> WHAT IS EXPECTED:
Select and copy every line in the records below that contains the word "headlight", matching case exactly.

> GIVEN ENTRIES:
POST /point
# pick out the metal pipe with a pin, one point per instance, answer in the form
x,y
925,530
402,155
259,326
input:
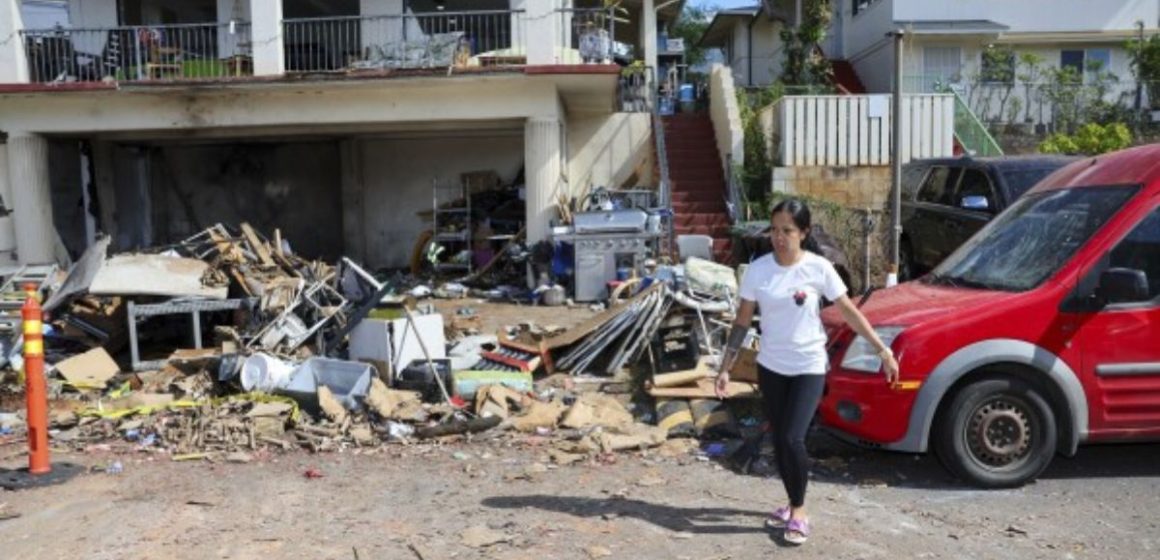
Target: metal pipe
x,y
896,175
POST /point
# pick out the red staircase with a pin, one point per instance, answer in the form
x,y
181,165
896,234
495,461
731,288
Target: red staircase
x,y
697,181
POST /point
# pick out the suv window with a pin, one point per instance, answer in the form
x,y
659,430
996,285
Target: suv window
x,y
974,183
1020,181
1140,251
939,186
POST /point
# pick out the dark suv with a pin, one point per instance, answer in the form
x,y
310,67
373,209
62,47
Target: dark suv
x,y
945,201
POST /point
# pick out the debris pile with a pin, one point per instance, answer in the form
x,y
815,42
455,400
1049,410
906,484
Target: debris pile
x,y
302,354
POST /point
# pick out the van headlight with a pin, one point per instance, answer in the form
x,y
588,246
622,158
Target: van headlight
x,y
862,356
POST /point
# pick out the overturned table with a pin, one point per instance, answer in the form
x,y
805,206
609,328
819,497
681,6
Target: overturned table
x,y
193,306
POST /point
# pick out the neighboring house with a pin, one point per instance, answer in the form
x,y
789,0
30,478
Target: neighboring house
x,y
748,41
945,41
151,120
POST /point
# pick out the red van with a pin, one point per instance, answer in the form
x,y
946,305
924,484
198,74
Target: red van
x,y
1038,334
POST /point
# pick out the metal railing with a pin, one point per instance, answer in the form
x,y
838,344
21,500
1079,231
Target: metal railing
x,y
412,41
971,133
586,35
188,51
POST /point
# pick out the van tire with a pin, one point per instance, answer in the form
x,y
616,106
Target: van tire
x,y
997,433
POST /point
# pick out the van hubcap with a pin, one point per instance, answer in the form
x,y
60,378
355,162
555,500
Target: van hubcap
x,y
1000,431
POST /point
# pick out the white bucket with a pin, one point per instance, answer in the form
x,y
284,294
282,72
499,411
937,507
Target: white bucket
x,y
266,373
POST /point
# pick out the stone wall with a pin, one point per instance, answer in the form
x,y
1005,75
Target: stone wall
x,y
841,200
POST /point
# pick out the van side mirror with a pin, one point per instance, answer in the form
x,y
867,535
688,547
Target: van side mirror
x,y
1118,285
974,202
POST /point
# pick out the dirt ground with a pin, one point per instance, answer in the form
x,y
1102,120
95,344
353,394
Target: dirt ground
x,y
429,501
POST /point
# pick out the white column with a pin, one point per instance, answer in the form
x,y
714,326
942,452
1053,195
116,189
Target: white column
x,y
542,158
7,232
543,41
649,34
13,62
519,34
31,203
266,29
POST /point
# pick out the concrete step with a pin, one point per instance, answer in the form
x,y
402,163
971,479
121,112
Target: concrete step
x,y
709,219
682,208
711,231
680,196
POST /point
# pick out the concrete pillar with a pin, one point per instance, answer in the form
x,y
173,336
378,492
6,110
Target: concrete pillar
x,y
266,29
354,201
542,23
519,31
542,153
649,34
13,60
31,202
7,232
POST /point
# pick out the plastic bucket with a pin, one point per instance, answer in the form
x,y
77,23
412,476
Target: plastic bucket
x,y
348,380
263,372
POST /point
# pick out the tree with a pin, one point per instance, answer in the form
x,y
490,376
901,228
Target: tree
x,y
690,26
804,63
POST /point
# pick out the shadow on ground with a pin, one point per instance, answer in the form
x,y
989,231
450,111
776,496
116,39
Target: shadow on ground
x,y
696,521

> OUTPUT FOR THIS TASK:
# pick out the van headlight with a pin, one point per instance, answer in the form
Target: van headlight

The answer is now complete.